EXERCISE TASKS ▸
A) In the passage about the Queen Elizabeth Hotel, retype the text word for word from "The Queen Elizabeth Hotel" to "over two days.".
B) According to the passage about the Queen Elizabeth Hotel, who co-hosted the meeting of women foreign ministers?
C) Continue the passage about the Queen Elizabeth Hotel and the women foreign ministers' meeting, starting after its last sentence.

## Begin TEXT SEGMENT

The Queen Elizabeth Hotel in downtown Montreal has seen its fair share of notable visitors since its opening in the 1950s. Fidel Castro, Nelson Mandela, Jimmy Carter, Mikhail Gorbachev and the eponymous queen herself have all graced its halls, and in 1969 it reached international fame with John Lennon and Yoko Ono’s “bed-in for peace.”
On Friday, September 21, the Queen Elizabeth hosted another historic event: the first official meeting of women heading their countries’ international affairs. Sixteen women foreign ministers, including Canada’s Chrystia Freeland and the European Union’s Federica Mogherini, the gathering’s co-hosts, were in attendance over two days.
That evening, one by one, in bold, bright colours, patterned scarves and skirts, and statement necklaces, the women ministers — some the first women to be appointed to the role in their country — filed onto a riser for a family photo quite unlike any other before it. As the cameras flashed, the ministers beamed.

## End TEXT SEGMENT
## Begin SUPPLIED RECORDS

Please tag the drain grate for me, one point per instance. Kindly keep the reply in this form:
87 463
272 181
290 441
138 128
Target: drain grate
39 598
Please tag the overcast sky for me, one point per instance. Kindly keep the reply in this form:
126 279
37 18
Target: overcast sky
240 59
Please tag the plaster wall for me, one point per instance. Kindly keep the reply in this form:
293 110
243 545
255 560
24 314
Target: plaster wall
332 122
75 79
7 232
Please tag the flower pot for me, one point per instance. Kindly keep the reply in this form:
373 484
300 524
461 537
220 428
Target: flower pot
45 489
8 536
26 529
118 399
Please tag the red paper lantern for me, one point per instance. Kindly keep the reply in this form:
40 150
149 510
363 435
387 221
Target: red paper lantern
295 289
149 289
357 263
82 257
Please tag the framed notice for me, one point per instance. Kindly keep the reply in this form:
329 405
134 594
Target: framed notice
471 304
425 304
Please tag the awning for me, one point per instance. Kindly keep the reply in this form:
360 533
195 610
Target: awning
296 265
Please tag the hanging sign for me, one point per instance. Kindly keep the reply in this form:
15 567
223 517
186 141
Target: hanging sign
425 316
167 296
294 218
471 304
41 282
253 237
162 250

## End SUPPLIED RECORDS
## Begin SUPPLIED RECORDS

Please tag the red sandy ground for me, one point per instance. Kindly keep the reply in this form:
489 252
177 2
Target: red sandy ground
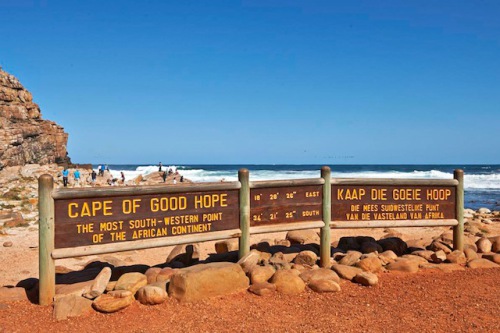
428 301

## End SUPPLIED RECORDS
## Begin SUPPLIED RECORDS

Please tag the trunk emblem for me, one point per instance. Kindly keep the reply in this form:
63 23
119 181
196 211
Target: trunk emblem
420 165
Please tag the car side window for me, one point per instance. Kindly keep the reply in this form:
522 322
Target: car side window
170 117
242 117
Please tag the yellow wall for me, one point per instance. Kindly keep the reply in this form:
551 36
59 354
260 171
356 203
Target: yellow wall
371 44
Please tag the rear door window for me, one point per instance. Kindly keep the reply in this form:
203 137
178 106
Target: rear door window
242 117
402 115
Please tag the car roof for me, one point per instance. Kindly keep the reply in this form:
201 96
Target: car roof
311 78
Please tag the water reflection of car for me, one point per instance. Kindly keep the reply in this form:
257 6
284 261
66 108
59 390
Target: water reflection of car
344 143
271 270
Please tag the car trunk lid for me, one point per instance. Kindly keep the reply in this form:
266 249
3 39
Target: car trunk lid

## End SUPPLIED RECORDS

RESPONSES ▸
A)
The Queen Elizabeth Hotel in downtown Montreal has seen its fair share of notable visitors since its opening in the 1950s. Fidel Castro, Nelson Mandela, Jimmy Carter, Mikhail Gorbachev and the eponymous queen herself have all graced its halls, and in 1969 it reached international fame with John Lennon and Yoko Ono’s “bed-in for peace.”
On Friday, September 21, the Queen Elizabeth hosted another historic event: the first official meeting of women heading their countries’ international affairs. Sixteen women foreign ministers, including Canada’s Chrystia Freeland and the European Union’s Federica Mogherini, the gathering’s co-hosts, were in attendance over two days.

B) Canada's Chrystia Freeland and the European Union's Federica Mogherini.

C)
“One with Minister Kono!” a woman shouted from the side of the stage. The ministers cheered and clapped, as their Japanese counterpart — the only male, in a pink tie and pocket square — joined them on stage for a second shot.
In her opening remarks to the group, Mogherini said the idea for the meeting came during a different family photo of foreign ministers last year that included only a handful of women. “[We] realized that women are already in power in some parts of the world…and that maybe we had a responsibility to show that side of power,” she said.
“I think that our stories can be a great source of inspiration for millions of women around the world. Our stories can tell girls that they can be anything they want, if they believe in that, if they work on that and if they’re given the right opportunities to do that.”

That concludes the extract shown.